Excerpted data:
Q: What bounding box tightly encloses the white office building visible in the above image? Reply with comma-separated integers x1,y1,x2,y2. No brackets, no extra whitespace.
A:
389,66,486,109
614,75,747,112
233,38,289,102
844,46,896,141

What is required: Rewrite the records above, replacing "office building" with "apartment block" and leaving everything else unchanged.

Worked solution:
Q: What bounding box tightly encloses the white apartment block visible in the above image? Reply with comma-separated integers x1,y1,x2,y2. No brackets, no extra whitespace.
A:
389,66,486,109
614,75,747,112
233,38,289,102
844,46,896,141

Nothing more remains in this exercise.